**TASK MATERIAL**
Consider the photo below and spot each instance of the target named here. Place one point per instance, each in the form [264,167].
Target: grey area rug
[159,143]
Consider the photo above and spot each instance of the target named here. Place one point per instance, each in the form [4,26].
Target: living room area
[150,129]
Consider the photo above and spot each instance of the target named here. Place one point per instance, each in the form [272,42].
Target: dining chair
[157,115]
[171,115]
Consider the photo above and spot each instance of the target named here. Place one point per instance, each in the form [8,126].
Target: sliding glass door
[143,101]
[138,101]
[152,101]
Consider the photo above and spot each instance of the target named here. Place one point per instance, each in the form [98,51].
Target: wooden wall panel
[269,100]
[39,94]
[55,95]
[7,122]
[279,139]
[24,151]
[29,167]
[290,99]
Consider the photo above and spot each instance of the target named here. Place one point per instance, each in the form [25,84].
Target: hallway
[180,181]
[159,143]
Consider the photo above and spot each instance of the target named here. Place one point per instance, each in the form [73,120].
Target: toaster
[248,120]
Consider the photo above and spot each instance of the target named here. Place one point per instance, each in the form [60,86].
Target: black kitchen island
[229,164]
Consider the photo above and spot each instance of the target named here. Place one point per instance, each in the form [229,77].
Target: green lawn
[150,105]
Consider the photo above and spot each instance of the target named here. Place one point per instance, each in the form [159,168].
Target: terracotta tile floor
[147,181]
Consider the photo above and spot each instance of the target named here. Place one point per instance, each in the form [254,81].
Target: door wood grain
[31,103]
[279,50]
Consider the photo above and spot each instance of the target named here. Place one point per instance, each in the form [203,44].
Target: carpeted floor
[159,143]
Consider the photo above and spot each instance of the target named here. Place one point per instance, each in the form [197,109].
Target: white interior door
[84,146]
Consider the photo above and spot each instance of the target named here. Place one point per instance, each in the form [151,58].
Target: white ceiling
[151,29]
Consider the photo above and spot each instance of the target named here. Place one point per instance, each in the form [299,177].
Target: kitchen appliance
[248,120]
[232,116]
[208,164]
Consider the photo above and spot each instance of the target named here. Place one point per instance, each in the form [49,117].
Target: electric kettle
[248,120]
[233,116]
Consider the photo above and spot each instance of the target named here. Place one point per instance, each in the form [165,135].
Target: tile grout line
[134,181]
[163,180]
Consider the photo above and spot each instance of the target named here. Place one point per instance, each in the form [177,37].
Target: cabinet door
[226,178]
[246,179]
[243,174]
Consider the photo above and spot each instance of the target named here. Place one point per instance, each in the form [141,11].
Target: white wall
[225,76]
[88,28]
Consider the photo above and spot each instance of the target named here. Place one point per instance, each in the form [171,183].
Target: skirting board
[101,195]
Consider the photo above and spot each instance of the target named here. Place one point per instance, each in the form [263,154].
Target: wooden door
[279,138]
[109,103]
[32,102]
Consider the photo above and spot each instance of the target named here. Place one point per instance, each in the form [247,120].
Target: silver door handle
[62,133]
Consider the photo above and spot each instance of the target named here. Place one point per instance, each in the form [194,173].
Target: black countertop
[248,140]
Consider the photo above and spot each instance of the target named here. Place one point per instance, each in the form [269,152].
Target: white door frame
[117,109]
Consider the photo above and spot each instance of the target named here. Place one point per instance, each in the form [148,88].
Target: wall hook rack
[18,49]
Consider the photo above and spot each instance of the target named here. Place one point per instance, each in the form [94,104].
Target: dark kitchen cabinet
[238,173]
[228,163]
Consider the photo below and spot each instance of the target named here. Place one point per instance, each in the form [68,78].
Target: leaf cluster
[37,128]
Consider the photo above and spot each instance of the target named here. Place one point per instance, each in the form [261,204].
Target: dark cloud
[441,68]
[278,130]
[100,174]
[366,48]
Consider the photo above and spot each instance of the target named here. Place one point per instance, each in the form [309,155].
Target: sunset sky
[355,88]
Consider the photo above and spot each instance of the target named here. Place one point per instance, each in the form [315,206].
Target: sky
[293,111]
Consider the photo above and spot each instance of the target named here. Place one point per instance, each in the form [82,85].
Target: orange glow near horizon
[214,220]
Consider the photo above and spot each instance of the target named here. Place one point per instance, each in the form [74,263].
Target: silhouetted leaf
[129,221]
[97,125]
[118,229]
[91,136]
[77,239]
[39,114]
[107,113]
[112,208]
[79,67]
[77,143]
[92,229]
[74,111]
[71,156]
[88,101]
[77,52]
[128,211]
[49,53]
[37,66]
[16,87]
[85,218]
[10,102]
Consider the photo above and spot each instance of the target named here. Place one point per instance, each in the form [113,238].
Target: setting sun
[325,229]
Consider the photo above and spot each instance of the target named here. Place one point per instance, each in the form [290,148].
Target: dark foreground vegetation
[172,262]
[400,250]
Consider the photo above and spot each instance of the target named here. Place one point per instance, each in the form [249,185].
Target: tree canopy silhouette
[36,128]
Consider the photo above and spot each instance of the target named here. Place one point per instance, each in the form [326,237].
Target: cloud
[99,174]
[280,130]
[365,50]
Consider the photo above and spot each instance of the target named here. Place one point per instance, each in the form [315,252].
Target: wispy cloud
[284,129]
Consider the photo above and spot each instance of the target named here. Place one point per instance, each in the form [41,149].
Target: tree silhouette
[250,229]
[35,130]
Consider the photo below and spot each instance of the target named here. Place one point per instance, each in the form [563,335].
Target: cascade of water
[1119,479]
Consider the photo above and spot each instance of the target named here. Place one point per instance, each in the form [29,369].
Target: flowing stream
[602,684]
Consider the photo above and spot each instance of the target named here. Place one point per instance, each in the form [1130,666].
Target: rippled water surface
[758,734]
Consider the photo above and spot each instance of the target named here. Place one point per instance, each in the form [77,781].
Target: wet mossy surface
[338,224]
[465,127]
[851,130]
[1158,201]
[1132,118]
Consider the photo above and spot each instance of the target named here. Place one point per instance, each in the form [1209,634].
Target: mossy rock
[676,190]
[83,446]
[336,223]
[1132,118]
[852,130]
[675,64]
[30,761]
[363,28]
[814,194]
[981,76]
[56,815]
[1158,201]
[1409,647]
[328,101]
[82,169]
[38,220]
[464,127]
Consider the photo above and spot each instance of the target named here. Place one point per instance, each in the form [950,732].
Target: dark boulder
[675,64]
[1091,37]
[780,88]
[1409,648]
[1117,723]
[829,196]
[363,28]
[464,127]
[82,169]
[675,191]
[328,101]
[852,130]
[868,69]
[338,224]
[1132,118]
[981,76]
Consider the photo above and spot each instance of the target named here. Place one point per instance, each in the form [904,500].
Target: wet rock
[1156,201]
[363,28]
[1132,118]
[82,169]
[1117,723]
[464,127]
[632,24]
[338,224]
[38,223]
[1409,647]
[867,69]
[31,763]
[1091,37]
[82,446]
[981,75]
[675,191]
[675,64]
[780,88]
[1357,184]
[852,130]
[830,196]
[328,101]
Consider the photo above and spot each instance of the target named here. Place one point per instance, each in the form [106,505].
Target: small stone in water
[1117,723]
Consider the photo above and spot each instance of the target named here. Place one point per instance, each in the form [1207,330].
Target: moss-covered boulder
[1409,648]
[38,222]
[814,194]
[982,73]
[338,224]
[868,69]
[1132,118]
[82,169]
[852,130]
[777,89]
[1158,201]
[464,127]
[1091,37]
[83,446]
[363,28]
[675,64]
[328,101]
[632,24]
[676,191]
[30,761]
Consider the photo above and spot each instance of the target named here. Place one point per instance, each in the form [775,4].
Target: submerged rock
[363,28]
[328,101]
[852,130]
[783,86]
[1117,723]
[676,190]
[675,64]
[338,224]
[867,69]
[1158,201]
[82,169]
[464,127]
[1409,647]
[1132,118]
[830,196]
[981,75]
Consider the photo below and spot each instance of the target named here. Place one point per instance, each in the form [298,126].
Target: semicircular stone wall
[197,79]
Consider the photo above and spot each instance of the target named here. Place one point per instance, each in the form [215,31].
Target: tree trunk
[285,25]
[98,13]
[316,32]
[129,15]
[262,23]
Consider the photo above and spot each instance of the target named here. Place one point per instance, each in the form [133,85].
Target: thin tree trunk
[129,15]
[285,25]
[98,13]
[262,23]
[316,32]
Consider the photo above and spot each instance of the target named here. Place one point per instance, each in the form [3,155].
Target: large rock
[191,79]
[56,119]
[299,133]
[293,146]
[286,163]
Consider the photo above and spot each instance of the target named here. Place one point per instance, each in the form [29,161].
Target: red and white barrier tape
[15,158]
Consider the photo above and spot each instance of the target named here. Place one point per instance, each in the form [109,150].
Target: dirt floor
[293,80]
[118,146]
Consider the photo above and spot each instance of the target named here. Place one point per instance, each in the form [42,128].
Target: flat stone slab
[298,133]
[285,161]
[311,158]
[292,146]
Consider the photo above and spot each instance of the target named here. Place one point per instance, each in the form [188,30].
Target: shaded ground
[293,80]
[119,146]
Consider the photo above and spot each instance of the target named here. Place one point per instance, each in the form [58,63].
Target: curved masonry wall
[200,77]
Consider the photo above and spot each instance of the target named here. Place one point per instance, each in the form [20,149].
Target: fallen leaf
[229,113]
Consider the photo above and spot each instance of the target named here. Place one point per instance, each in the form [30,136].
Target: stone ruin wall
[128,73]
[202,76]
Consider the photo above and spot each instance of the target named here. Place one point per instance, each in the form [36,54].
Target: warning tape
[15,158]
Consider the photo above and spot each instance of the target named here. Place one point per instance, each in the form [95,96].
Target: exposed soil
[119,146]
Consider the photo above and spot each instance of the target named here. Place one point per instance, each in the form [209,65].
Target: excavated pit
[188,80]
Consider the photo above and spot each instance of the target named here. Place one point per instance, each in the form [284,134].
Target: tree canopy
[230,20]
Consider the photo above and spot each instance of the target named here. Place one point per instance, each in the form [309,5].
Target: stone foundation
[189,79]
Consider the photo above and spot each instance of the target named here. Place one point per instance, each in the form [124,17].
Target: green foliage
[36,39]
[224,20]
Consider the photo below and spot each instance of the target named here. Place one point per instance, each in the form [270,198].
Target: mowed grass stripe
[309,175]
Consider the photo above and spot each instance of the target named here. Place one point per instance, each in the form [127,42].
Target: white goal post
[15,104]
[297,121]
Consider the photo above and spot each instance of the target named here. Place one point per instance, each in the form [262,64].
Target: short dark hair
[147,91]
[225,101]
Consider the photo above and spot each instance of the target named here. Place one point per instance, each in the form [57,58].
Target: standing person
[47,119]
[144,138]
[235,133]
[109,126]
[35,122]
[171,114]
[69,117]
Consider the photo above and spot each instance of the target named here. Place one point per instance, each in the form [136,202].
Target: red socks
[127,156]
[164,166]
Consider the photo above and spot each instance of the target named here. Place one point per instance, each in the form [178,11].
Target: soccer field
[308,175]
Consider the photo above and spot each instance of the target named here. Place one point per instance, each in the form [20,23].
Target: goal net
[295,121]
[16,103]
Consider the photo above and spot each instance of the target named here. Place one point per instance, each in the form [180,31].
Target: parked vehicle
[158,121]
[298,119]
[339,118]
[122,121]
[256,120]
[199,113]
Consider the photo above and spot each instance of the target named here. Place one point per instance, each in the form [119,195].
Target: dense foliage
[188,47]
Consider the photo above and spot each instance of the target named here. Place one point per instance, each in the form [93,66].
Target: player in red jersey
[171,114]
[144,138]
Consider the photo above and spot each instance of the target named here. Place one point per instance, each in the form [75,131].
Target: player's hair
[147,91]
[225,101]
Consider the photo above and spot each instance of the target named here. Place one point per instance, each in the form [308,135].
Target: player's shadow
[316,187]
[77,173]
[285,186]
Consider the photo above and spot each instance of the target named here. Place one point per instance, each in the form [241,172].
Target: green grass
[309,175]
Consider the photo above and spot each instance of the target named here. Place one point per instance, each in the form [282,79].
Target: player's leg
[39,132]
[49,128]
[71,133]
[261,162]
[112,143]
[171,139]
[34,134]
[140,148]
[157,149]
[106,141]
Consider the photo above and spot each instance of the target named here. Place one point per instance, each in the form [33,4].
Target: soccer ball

**DO THIS**
Give back, exactly as written, the lines from the one with "the form [75,131]." to the last line.

**ANSWER TO THIS TASK**
Consider the photo above and spot each instance of the target named here. Place one point per instance, each in the form [75,131].
Target: player's hair
[147,91]
[225,101]
Consider the photo above and spot each instance of the target named here. Place one point per instance, each in the form [308,135].
Target: player's shadow
[316,187]
[77,173]
[285,186]
Consider the photo above and spot each instance of the target named here. Place one point per instance, each in the form [241,172].
Target: green grass
[309,175]
Consider the photo above and spot each instance of the target named here. Place one point per instance, each in the form [282,79].
Target: player's leg
[39,132]
[49,128]
[71,133]
[261,162]
[112,143]
[171,139]
[34,134]
[140,148]
[157,149]
[106,141]
Consider the photo above and spot each instance of the target named here. Place one point per instance, each in the form [33,4].
Target: soccer ball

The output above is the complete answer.